* TASK DETAILS
Copy the records below exactly as they appear.

* DATASET RECORDS

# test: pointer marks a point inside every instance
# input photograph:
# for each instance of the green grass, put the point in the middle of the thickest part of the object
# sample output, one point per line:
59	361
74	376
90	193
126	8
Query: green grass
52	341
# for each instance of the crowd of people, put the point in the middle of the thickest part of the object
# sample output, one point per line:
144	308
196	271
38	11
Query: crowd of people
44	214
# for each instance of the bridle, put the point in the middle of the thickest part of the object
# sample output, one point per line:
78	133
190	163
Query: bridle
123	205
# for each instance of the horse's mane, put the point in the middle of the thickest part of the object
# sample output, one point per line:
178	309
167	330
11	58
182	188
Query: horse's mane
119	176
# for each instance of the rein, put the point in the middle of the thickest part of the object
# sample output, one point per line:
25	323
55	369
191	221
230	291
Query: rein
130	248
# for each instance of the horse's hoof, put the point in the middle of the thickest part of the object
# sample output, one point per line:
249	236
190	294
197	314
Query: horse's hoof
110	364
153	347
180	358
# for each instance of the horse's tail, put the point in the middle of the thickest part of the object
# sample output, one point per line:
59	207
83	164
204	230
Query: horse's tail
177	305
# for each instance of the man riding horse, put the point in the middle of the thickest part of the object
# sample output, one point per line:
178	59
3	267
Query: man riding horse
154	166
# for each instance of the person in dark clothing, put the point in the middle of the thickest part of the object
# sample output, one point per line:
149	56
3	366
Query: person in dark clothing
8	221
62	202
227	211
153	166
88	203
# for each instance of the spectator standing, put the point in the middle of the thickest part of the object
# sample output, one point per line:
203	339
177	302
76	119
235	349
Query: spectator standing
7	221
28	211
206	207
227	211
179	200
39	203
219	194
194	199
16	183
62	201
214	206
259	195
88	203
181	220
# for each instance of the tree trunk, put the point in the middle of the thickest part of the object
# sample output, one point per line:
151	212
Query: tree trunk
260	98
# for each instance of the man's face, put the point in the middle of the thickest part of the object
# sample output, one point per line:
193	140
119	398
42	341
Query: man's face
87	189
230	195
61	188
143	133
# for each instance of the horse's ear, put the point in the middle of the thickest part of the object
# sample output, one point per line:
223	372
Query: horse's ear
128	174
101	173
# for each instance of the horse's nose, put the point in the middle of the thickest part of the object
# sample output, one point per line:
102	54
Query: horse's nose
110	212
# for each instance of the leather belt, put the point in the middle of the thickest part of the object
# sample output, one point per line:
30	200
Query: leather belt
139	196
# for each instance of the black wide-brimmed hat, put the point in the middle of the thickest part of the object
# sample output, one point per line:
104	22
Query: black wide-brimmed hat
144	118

* WRITTEN RESPONSE
# test: pointer marks a point inside every instance
# input photograph:
# for each instance of the green grass, put the point in the middle of the thickest part of the object
# sample output, one point per line:
59	361
74	376
90	193
126	8
Query: green grass
52	341
# for each instance of the crowd of people, put the point in the middle of the thickest part of the object
# sample output, one point per line:
144	308
196	271
38	11
Query: crowd of people
44	214
# for each instance of the bridle, put the point in the middle of the thickest part of the object
# sample output, one point per line:
78	133
190	163
Query: bridle
123	205
# for each instance of the horse's mane, put the point in the middle of the thickest part of the object
# sample output, one point per line:
178	309
167	330
11	58
182	188
Query: horse's mane
119	176
# for each instance of the rein, put the point in the middle of the thickest part of the object
# sample output, one point per line:
25	323
55	369
191	221
230	291
Query: rein
130	248
# for each instance of the horse's hoof, put the point in the middle of the thickest part of the object
# sample output, one point per line:
249	236
190	294
197	314
Query: horse's hoof
110	364
153	347
180	358
# for each instance of the horse's tail, put the point in the middle of the thickest part of the object
# sample output, one point per line:
59	207
83	164
204	230
Query: horse's tail
177	305
# for each instance of the man riding horse, put the point in the middle of the thickest part of the object
# sample output, one point per line:
178	59
3	267
Query: man riding horse
154	166
# for each instance of the person in dark clothing, put the point in the middle of the thickest part of the object
# sample output, one point per line:
149	56
3	366
Query: person in dark clothing
8	221
62	202
227	211
153	166
88	203
# for each instance of the spectator standing, put the point in the middle of the thickest part of the object
# sample output, one point per line:
203	339
177	302
76	119
235	349
Query: spectator standing
7	221
28	211
206	207
227	211
179	200
39	203
219	194
194	199
16	183
62	201
214	206
259	195
88	203
181	220
# for each instance of the tree trunk, put the point in the middle of the thickest part of the object
# sample output, one point per line:
151	212
Query: tree trunk
260	98
# for each instance of the man's face, put the point in the middle of the thickest part of the object
# sample output, one point per line:
193	140
119	398
42	341
Query: man's face
87	189
230	195
61	188
143	133
# for each instance of the horse's ear, put the point in the middle of the thickest part of the object
# sample output, one point per line:
223	372
Query: horse's ear
128	174
101	173
# for each instance of the horse's nose, put the point in the middle of the thickest part of the object
# sample output, one point per line:
102	54
Query: horse's nose
110	212
# for each instance of the leather belt, put the point in the middle of the thickest part of the object
# sample output, one point per line:
30	200
Query: leather belt
139	196
# for each instance of the black wide-brimmed hat, put the point in the middle of the thickest part of the object
# sample output, one point per line:
104	22
Query: black wide-brimmed hat
144	118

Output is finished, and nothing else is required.